• WHAT TO WORK ON: All entries below must be given again exactly as they stand.

• DATA:
[Start of section]
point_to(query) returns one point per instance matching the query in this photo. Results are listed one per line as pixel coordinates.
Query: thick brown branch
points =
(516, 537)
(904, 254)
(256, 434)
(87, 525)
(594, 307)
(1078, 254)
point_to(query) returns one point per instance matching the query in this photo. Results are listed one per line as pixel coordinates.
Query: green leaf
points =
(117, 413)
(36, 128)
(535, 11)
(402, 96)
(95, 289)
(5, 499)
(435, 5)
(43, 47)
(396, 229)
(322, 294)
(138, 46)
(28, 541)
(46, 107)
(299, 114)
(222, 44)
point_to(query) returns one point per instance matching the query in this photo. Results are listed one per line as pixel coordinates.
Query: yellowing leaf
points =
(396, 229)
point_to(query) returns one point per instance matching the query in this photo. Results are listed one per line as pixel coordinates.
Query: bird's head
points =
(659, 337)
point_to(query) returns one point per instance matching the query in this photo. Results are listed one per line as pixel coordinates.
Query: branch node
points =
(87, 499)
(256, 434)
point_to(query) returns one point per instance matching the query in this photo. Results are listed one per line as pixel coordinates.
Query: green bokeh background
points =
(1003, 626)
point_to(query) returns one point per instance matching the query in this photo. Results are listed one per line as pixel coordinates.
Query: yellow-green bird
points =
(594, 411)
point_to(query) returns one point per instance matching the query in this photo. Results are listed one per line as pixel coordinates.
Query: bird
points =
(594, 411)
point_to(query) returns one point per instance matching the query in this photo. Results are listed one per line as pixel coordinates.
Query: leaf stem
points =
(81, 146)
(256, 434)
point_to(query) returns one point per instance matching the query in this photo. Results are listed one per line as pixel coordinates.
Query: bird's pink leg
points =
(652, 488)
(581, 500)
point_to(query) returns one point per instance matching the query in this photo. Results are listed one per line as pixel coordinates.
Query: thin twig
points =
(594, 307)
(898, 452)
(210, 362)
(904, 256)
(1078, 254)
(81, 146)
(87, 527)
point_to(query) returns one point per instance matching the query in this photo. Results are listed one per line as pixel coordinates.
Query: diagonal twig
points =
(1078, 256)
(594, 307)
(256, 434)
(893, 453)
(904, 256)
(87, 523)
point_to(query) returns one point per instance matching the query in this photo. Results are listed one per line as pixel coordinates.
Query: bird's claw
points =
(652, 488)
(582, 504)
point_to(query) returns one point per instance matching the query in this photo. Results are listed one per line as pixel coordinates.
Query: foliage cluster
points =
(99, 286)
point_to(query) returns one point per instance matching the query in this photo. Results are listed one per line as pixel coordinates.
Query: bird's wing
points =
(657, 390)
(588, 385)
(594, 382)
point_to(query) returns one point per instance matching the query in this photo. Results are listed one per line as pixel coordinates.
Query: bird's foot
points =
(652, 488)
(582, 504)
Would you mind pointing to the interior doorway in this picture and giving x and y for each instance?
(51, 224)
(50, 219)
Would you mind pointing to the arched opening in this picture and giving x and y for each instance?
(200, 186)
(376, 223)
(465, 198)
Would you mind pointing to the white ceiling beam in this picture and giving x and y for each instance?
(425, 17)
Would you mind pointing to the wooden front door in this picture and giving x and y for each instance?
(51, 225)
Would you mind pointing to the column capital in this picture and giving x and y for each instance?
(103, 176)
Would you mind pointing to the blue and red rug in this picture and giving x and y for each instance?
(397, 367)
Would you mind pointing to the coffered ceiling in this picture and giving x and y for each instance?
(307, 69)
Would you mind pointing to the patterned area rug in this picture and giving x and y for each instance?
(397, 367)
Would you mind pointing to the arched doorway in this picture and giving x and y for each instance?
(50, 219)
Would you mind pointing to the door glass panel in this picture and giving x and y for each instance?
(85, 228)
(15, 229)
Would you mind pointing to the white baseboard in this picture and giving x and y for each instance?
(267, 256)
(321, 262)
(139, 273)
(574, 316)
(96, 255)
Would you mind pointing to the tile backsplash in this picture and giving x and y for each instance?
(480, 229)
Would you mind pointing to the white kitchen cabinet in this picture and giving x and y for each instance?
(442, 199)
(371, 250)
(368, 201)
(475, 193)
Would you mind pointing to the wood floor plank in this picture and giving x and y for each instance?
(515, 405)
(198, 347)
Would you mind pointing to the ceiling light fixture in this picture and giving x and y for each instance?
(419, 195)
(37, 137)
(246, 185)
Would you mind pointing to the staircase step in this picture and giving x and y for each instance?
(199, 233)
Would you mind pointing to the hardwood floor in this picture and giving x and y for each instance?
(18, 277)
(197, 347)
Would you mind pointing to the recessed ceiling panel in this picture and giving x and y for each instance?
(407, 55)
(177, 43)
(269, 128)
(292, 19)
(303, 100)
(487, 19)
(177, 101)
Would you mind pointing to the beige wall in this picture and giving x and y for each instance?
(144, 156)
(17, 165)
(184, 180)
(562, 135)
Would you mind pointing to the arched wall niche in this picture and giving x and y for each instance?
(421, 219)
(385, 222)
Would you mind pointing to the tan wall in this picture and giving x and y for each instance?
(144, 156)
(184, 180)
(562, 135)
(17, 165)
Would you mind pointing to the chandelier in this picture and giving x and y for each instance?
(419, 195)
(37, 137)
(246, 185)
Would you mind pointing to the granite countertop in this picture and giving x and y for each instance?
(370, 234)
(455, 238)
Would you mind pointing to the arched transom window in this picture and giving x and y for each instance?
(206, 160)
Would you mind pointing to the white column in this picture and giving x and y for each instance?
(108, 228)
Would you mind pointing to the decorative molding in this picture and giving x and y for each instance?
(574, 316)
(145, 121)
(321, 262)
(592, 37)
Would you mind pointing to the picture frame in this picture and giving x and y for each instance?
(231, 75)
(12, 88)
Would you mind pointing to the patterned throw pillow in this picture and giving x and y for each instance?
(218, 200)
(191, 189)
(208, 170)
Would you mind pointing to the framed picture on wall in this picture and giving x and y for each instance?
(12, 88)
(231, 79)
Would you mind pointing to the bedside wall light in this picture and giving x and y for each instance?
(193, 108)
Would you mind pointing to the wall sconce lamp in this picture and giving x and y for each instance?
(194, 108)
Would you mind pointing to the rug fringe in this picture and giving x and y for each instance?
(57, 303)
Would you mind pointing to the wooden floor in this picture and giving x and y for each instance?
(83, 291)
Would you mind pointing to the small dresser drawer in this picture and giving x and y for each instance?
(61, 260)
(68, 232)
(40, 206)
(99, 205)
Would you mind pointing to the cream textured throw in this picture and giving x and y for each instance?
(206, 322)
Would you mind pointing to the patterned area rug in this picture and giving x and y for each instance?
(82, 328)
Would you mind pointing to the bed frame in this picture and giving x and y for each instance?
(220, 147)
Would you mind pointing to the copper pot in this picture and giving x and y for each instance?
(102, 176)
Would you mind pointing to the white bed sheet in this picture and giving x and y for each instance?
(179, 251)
[End of section]
• YOUR RESPONSE:
point_to(query) returns one point per instance matching the query in this photo. Results are listed one per line as pixel coordinates.
Query: thick brown branch
points =
(516, 537)
(904, 254)
(256, 434)
(87, 525)
(594, 307)
(1078, 254)
point_to(query) returns one point per instance matching the query in this photo. Results are listed one per line as pixel coordinates.
Query: green leaf
points =
(117, 413)
(36, 128)
(535, 11)
(402, 96)
(95, 289)
(5, 499)
(435, 5)
(43, 47)
(396, 229)
(322, 294)
(138, 46)
(28, 541)
(46, 107)
(299, 114)
(222, 44)
point_to(query) returns one point per instance matching the query in this photo. Results are listed one per line as pixel coordinates.
Query: yellowing leaf
points =
(396, 229)
point_to(query) returns one point per instance matching the query in this photo. Results are listed one per line as pixel coordinates.
Query: bird's head
points =
(659, 337)
point_to(query) returns one point per instance matching the query in this photo. Results are listed one per line as pixel coordinates.
Query: branch node
points =
(87, 499)
(256, 434)
point_to(query) returns one point per instance matching the query in this photo. Results are listed one per line as pixel coordinates.
Query: green bokeh background
points =
(1003, 626)
point_to(query) returns one point per instance matching the query in this photo. Results are listed one per line as pixel coordinates.
Query: yellow-green bird
points =
(594, 411)
point_to(query) returns one point per instance matching the query in this photo. Results are listed one per line as pixel coordinates.
Query: bird
points =
(594, 411)
point_to(query) returns one point per instance matching the query in this photo. Results are listed one per line as pixel coordinates.
Query: leaf stem
points =
(81, 146)
(256, 434)
point_to(query) returns one point per instance matching the query in this photo. Results are listed one per line as pixel coordinates.
Query: bird's pink leg
points =
(652, 488)
(581, 500)
point_to(query) returns one point per instance matching the query in this photo. Results are listed one per line as pixel coordinates.
Query: thin twig
points =
(594, 307)
(898, 452)
(210, 362)
(904, 256)
(1078, 254)
(81, 146)
(87, 527)
point_to(query) returns one point per instance matching the query in this photo. Results are listed one per line as pixel coordinates.
Query: diagonal twig
points =
(1078, 256)
(594, 307)
(256, 434)
(893, 453)
(904, 256)
(87, 523)
point_to(query) returns one point per instance matching the query in this photo. Results are listed one per line as pixel coordinates.
Query: bird's claw
points =
(652, 488)
(582, 504)
point_to(query) returns one point per instance matching the query in this photo. Results are listed one per line as pixel coordinates.
Query: foliage cluster
points =
(99, 286)
point_to(query) returns one point per instance matching the query in this photo. Results are listed one per line as pixel coordinates.
Query: bird's wing
points =
(657, 390)
(588, 385)
(594, 382)
point_to(query) returns one point per instance matching the query in this photo. Results are listed one per line as pixel coordinates.
Query: bird's foot
points =
(652, 488)
(582, 504)
Would you mind pointing to the interior doorway in this picture and giving x and y for each instance?
(51, 224)
(50, 219)
Would you mind pointing to the arched opening in this picture and giving x and y for each instance?
(200, 186)
(376, 223)
(465, 198)
Would you mind pointing to the white ceiling beam in this picture and giving x and y for each instance?
(425, 17)
Would you mind pointing to the wooden front door in this picture and giving x and y for each instance?
(51, 225)
Would you mind pointing to the column capital in this picture and giving x and y for each instance?
(103, 176)
Would you mind pointing to the blue and red rug in this picture and giving x and y for each instance?
(397, 367)
Would you mind pointing to the coffered ceiling in this picture and giving x and y for each instance?
(307, 69)
Would you mind pointing to the patterned area rug in this picture and giving x and y for each instance?
(397, 367)
Would you mind pointing to the arched doorway in this picture and giving x and y for each instance?
(50, 219)
Would you mind pointing to the door glass panel in this picture and giving x and y for each instance?
(85, 228)
(15, 229)
Would you mind pointing to the white baseboard in this picture and giving x and y for each instance?
(267, 256)
(321, 262)
(139, 273)
(574, 316)
(96, 255)
Would you mind pointing to the tile backsplash in this picture and giving x and y for each instance?
(480, 229)
Would you mind pointing to the white kitchen cabinet in this picture and giving x and y for each instance?
(442, 199)
(371, 250)
(368, 201)
(475, 193)
Would you mind pointing to the wood floor plank in this picture and giving x and y for each instance?
(515, 405)
(198, 347)
Would you mind pointing to the ceiling light fixture in this picture and giving x and y for each instance?
(419, 195)
(37, 137)
(246, 185)
Would you mind pointing to the staircase step in this picture and giving x and y for each instance?
(199, 233)
Would you mind pointing to the hardwood floor in this picture and giving x and y for each instance?
(18, 277)
(197, 347)
Would you mind pointing to the recessed ceiling panel in this picture and giving x and y for each instance?
(407, 55)
(177, 43)
(269, 128)
(292, 19)
(303, 100)
(487, 19)
(177, 101)
Would you mind pointing to the beige wall in this picture and giving x and y for each instance?
(144, 156)
(17, 165)
(184, 180)
(562, 135)
Would you mind pointing to the arched wall niche in this picture and giving x and y for each instance?
(421, 219)
(385, 222)
Would you mind pointing to the tan wall in this picture and giving x and y for each instance?
(144, 156)
(184, 180)
(562, 135)
(17, 165)
Would you mind pointing to the chandelier in this picture and giving x and y for each instance?
(419, 195)
(37, 137)
(246, 185)
Would you mind pointing to the granite countertop in this picture and giving x and y for each instance?
(370, 234)
(455, 238)
Would you mind pointing to the arched transom window in this picture and giving x and y for each instance?
(206, 160)
Would you mind pointing to the white column in this picture and giving x and y for each instance?
(108, 228)
Would you mind pointing to the decorative molding in this picture and giving x and y for each instance?
(574, 316)
(145, 121)
(321, 262)
(592, 37)
Would you mind pointing to the picture frame in this picture and giving x and y for each instance?
(231, 75)
(12, 88)
Would you mind pointing to the patterned throw pillow in this picture and giving x and y for each instance?
(218, 200)
(191, 189)
(208, 170)
Would you mind pointing to the framed picture on wall in this picture and giving x and y for each instance?
(12, 88)
(231, 79)
Would you mind pointing to the bedside wall light in this picture and giving x and y for each instance?
(193, 108)
Would you mind pointing to the wall sconce lamp in this picture and giving x and y for each instance?
(194, 108)
Would you mind pointing to the rug fringe in this picture and giving x and y for each instance?
(57, 303)
Would you mind pointing to the wooden floor in this picture and giving x and y for each instance?
(83, 291)
Would you mind pointing to the small dresser drawer in this picture and giving x and y for each instance?
(61, 260)
(68, 232)
(40, 206)
(99, 205)
Would you mind pointing to the cream textured throw in this picture and giving x and y for each instance?
(206, 322)
Would you mind pointing to the patterned area rug in this picture and giving x and y for each instance?
(82, 328)
Would you mind pointing to the bed frame in this picture and giving x and y for each instance?
(220, 147)
Would you mind pointing to the copper pot in this picture and giving x and y for each instance?
(102, 176)
Would you mind pointing to the white bed sheet in this picture and giving x and y for each instance?
(179, 251)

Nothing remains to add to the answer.